## Problem description
List every method signature that appears in the R documentation excerpt below.

## Page excerpt
········

Benjamini, Y. and Hochberg, Y. (1995). Controlling the false discovery rate: A practical and powerful approach to multiple testing. Journal of the Royal Statistical Society: Series B, 57, 289–300.
Storey, J. and Tibshirani, R. (2003). Statistical significance for genomewide studies. Proceedings of the National Academy of Sciences, USA, 100, 9440–9445.
Examples
showClass("highTtest")
~~ Methods for Function plot
~~
Description
Generates a simple x-y plot giving the number of significant features as a function of the level of significance. If comparisons to Storey-Tibshirani and Benjamini-Hochberg methods were requested by the user, these will automatically be included in the plot.
Methods
signature(x = "ANY")
-
Plot method as implemented by other packages.
signature(x = "highTtest")
-
Object returned by a call to
highTtest()
.
~~ Methods for Function vennD
~~
Description
Generates 2- or 3-dimensional Venn diagrams comparing the
features selected by the Cao-Kosorok method to those selected
by the Storey-Tibshirani (2003) method
and/or the Benjamini-Hoshberg (1995) method.
This S4 method is simply a wrapper
for draw.pairwise.venn()
and draw.triple.venn()
of
package VennDiagram.
Methods
signature(x = "highTtest", gamma="numeric", ...)
-
Object returned by a call to
highTtest()
.gamma
is the level of significance. Additional control variables for the methods ofdraw.pairwise.venn()
anddraw.triple.venn()
of package VennDiagram can be passed through the ellipsis.

········

## Data extracts
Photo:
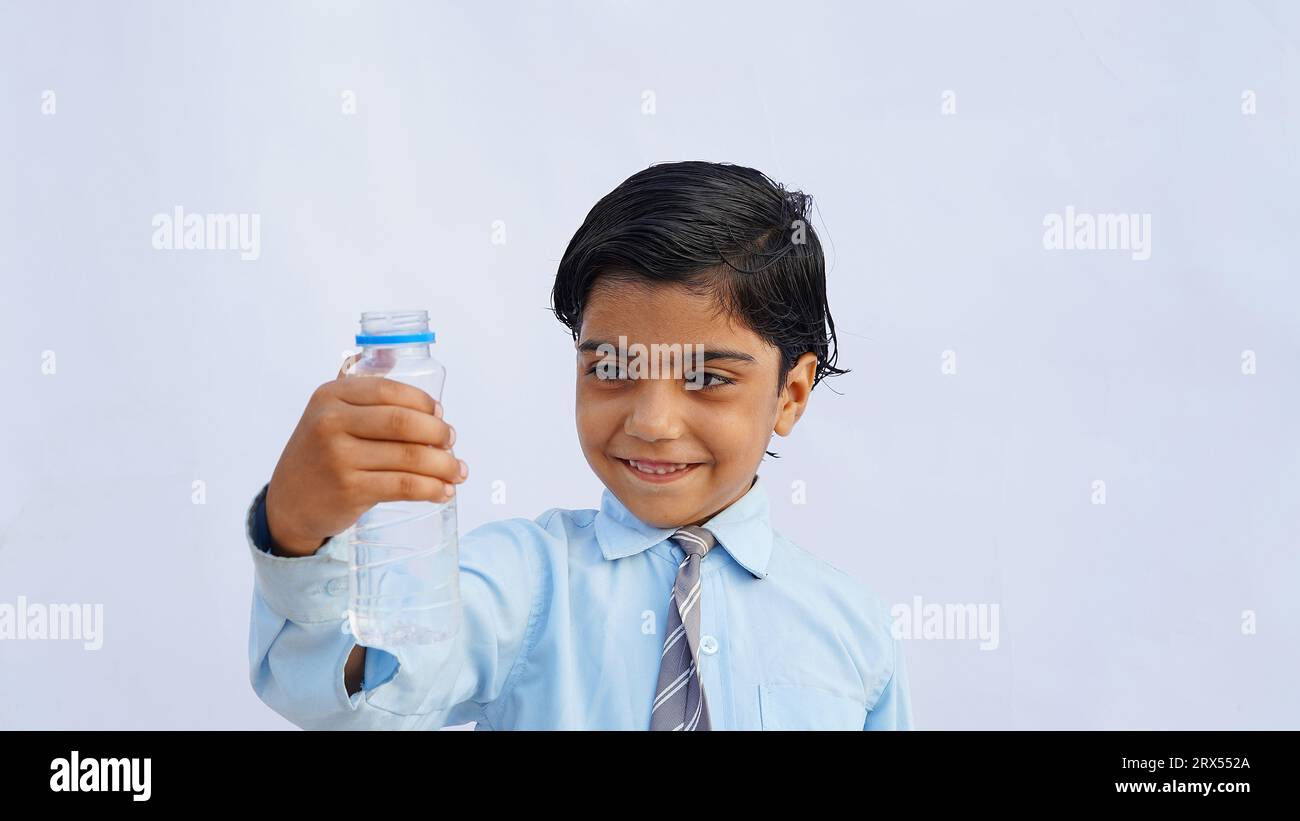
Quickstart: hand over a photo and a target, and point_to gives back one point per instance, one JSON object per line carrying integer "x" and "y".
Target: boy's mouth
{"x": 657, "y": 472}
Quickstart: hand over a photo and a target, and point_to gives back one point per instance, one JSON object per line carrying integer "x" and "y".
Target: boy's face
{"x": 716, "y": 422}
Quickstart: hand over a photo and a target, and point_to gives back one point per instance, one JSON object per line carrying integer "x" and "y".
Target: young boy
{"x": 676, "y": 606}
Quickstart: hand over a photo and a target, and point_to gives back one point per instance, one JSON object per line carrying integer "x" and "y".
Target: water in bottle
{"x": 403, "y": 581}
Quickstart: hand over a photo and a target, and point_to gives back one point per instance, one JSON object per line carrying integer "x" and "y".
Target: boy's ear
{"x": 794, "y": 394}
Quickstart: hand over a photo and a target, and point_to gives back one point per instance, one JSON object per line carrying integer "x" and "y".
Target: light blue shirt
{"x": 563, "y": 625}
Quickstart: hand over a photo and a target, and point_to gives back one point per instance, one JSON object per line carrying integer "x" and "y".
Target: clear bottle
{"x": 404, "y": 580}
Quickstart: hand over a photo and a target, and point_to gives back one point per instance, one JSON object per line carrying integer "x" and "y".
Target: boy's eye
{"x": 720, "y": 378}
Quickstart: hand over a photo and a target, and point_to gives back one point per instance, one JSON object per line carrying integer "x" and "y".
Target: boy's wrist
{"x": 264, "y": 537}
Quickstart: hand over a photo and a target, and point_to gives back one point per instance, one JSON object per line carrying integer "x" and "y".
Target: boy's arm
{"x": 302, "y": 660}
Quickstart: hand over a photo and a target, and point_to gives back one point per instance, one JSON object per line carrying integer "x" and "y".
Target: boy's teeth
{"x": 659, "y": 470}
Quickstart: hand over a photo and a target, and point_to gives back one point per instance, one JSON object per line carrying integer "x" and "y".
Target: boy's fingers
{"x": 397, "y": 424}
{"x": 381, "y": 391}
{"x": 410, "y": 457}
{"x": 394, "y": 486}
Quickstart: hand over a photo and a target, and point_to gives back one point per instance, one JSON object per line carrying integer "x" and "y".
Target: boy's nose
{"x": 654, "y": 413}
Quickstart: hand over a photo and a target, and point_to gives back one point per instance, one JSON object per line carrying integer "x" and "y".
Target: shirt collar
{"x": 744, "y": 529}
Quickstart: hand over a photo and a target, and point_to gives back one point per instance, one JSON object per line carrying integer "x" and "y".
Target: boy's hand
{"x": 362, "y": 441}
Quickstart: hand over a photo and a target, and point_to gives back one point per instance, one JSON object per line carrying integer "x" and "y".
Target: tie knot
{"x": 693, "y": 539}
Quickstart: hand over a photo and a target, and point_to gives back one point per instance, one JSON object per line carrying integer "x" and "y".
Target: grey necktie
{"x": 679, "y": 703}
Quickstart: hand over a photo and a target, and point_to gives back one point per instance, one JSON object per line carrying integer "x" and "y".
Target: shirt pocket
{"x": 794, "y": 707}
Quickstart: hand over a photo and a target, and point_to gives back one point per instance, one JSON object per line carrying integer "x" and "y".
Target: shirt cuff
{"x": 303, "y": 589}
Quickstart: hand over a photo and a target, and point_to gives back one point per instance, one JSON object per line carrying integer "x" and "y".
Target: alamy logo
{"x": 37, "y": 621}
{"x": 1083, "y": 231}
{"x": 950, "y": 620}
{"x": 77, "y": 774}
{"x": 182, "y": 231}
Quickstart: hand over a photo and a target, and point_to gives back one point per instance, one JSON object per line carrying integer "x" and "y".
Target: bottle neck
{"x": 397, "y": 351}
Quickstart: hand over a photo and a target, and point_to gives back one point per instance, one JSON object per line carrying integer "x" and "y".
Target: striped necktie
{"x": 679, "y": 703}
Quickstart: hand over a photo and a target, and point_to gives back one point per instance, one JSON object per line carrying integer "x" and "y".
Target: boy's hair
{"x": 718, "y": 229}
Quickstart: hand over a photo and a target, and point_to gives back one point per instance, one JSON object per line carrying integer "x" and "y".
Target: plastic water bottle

········

## Solution to the exercise
signature(x = "ANY")
signature(x = "highTtest")
signature(x = "highTtest", gamma="numeric", ...)